- **What this task involves**
An acceptable answer repeats exactly the line with "of the hand." and each line after it through the end of the entries, and includes nothing else.

Saved entries:
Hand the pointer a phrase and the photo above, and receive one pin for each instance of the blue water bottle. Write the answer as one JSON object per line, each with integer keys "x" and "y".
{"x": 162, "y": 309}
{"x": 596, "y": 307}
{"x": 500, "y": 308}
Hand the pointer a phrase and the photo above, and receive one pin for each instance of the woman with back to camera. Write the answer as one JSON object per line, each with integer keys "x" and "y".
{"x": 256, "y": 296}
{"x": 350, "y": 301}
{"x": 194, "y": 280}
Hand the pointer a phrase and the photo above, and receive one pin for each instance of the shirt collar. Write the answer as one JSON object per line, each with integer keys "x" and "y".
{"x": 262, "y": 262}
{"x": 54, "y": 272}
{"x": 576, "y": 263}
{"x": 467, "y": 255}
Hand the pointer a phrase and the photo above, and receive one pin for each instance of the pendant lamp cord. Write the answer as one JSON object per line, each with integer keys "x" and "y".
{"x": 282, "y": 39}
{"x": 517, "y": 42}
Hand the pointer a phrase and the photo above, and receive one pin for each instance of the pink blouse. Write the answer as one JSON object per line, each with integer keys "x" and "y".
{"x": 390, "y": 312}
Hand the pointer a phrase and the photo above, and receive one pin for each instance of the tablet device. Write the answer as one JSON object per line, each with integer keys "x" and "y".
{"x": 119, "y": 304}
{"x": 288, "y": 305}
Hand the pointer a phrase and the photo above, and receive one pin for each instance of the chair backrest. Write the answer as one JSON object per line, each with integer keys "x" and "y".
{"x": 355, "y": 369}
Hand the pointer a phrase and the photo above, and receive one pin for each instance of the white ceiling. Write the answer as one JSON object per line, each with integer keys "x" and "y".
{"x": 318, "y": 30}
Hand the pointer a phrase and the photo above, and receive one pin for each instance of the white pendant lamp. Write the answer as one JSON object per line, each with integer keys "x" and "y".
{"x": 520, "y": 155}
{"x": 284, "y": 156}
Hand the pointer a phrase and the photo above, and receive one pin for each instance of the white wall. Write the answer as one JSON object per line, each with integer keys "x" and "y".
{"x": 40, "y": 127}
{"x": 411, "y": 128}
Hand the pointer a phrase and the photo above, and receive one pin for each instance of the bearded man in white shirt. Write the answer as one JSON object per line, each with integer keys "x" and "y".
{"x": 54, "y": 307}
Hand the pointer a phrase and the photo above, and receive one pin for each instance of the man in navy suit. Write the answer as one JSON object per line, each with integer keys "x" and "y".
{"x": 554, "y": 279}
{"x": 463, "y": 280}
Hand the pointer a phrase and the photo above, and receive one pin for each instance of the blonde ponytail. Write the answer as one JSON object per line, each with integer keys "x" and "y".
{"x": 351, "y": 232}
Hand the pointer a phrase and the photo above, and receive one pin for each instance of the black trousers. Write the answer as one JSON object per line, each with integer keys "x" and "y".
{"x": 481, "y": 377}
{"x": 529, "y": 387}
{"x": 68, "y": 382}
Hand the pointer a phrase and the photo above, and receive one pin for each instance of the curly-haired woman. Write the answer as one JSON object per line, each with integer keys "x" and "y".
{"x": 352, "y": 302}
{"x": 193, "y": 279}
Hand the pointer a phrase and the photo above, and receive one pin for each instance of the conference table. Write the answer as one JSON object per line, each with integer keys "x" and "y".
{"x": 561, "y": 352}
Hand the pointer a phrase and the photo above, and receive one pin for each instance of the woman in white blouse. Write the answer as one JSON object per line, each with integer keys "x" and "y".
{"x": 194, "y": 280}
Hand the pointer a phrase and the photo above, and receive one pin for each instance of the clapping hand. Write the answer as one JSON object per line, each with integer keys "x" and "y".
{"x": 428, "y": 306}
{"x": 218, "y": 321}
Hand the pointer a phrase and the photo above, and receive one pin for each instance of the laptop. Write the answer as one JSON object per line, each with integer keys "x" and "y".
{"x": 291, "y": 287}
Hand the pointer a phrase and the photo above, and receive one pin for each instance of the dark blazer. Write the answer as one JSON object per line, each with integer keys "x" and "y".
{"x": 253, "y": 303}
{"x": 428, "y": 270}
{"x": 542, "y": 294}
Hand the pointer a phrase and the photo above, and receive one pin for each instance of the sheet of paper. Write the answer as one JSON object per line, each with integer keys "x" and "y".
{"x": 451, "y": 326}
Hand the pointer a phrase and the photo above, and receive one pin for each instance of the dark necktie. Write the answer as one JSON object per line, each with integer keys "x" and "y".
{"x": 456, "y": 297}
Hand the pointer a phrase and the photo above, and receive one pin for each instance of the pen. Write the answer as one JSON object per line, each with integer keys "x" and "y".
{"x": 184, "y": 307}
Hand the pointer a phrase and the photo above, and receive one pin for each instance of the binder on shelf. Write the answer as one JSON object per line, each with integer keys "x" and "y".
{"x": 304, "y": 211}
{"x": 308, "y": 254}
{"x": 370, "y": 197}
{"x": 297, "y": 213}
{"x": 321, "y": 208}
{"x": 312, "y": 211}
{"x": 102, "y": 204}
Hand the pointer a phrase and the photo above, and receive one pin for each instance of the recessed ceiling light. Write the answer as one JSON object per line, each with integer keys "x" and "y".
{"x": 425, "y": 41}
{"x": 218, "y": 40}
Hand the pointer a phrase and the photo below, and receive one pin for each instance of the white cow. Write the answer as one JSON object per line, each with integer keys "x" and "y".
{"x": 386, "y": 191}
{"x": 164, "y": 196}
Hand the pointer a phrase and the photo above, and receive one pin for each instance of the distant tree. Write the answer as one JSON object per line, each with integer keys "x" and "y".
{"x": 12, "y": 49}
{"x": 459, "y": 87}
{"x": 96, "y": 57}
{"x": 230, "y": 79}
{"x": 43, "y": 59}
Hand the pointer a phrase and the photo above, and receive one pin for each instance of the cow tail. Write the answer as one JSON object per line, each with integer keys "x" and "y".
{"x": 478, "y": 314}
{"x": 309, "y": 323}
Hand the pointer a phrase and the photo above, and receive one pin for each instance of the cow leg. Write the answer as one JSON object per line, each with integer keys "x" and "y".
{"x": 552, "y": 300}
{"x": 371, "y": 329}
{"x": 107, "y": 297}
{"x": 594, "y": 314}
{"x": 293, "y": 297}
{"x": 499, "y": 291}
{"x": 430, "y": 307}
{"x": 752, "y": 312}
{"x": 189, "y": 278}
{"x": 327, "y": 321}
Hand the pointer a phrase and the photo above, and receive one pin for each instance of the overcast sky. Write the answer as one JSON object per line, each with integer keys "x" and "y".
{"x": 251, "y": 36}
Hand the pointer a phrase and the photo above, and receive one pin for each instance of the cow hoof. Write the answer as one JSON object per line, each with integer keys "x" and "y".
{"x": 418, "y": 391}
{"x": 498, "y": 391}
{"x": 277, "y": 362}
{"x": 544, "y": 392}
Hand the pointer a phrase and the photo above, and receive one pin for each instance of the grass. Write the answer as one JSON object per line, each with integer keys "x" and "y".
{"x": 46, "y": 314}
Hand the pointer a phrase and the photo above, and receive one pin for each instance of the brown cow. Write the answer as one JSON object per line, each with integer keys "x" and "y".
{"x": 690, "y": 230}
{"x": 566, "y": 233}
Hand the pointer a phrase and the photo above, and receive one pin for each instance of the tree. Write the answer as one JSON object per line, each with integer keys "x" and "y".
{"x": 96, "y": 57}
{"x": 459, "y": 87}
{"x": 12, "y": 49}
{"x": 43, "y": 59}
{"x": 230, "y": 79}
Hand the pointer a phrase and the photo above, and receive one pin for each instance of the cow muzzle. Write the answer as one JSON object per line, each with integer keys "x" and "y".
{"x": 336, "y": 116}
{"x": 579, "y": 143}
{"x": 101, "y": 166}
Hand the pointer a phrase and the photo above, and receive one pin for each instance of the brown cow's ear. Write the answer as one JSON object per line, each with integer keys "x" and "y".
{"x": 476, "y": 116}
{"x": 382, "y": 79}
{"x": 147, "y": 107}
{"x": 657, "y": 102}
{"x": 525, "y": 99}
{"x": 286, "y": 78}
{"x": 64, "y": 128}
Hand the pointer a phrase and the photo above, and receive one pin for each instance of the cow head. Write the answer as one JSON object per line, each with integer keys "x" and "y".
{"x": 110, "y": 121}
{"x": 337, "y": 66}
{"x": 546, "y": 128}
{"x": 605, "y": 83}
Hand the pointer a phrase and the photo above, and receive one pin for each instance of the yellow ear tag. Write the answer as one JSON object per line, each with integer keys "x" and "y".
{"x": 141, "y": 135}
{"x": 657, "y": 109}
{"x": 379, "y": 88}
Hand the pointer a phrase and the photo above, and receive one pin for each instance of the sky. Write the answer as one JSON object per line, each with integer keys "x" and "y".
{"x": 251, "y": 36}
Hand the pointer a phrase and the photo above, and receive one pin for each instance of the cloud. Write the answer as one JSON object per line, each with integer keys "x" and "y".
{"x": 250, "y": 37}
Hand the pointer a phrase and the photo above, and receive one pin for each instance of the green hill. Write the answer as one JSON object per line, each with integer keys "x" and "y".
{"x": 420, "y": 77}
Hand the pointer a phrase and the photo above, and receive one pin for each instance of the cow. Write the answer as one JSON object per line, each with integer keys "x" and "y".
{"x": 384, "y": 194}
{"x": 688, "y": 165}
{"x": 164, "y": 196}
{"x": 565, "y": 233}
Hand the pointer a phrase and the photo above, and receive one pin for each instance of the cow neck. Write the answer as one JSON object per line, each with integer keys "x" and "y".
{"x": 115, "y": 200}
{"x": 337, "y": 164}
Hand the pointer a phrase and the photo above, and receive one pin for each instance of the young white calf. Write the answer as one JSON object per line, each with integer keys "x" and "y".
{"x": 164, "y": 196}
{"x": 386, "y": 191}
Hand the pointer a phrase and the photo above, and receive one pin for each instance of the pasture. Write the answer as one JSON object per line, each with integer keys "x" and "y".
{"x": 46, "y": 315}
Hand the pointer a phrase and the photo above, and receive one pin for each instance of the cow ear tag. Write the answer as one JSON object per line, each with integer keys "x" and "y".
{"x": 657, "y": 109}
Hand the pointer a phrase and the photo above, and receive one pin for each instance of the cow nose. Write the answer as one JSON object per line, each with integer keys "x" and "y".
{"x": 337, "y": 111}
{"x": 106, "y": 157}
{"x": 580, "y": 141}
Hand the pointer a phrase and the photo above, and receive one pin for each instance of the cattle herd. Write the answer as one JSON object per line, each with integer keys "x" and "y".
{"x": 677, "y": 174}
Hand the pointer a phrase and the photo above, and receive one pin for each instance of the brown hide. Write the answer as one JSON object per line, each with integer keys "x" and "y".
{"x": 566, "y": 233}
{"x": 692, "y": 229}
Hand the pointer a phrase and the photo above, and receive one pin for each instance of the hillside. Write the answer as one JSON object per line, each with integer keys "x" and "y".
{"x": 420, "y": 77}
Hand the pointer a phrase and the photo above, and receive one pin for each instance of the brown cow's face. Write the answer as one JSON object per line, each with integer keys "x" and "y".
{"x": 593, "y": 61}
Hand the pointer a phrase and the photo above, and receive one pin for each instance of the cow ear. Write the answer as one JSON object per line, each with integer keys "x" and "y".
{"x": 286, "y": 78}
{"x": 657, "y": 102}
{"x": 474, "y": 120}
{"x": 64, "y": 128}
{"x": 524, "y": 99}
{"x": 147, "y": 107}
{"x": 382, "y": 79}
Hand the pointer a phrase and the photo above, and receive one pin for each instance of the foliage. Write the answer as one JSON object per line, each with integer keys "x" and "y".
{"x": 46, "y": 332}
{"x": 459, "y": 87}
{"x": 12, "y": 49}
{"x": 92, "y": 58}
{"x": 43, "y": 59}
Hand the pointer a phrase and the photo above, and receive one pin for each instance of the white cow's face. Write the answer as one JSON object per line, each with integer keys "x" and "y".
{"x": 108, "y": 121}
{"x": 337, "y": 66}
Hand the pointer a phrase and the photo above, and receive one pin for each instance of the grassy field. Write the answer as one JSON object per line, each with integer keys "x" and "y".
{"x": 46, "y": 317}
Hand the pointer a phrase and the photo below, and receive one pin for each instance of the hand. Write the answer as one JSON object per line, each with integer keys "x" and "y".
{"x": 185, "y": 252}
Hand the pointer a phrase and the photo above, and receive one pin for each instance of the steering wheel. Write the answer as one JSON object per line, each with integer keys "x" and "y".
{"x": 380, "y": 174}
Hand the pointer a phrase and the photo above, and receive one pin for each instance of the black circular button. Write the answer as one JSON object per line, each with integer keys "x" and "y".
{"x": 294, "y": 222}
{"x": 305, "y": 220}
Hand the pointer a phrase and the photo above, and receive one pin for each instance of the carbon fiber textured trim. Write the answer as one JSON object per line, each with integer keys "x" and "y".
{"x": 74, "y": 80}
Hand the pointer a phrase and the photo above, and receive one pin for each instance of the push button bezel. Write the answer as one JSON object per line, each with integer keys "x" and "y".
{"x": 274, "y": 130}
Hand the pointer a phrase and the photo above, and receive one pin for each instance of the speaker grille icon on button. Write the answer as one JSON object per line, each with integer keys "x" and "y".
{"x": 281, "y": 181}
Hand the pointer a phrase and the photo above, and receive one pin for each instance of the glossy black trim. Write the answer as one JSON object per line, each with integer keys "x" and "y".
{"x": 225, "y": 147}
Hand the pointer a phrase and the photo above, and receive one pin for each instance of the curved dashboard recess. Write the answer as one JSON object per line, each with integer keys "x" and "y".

- **Your solution**
Hand the pointer a phrase and the photo below, and receive one pin for each instance of the hand. Write the answer as one JSON object per line, each with integer keys "x" and "y".
{"x": 185, "y": 252}
Hand the pointer a phrase and the photo above, and receive one pin for each instance of the steering wheel. Write the answer as one JSON object per line, each with integer keys "x" and "y".
{"x": 380, "y": 174}
Hand the pointer a phrase and the photo above, and receive one pin for each instance of the black circular button. Write the answer as one JSON object per line, each with integer keys "x" and "y".
{"x": 294, "y": 222}
{"x": 305, "y": 220}
Hand the pointer a phrase and the photo above, and receive one pin for each instance of the carbon fiber textured trim. Write the answer as one JSON object per line, each with integer keys "x" and "y".
{"x": 74, "y": 80}
Hand the pointer a phrase and the photo above, and receive one pin for each instance of the push button bezel. Write the answer as one JSON object per line, each with integer keys "x" and "y".
{"x": 274, "y": 130}
Hand the pointer a phrase and the photo above, and receive one pin for each instance of the speaker grille icon on button. Write the answer as one JSON object per line, each with integer keys "x" and "y".
{"x": 281, "y": 181}
Hand the pointer a phrase and the photo above, and receive one pin for each instance of the glossy black trim. Write the answer as one JSON object per line, each with integer keys "x" and "y".
{"x": 225, "y": 147}
Hand the pointer a phrase and the photo above, and receive one pin for each instance of the curved dashboard recess. Write the answer as one JSON object per line, each with integer keys "x" and "y".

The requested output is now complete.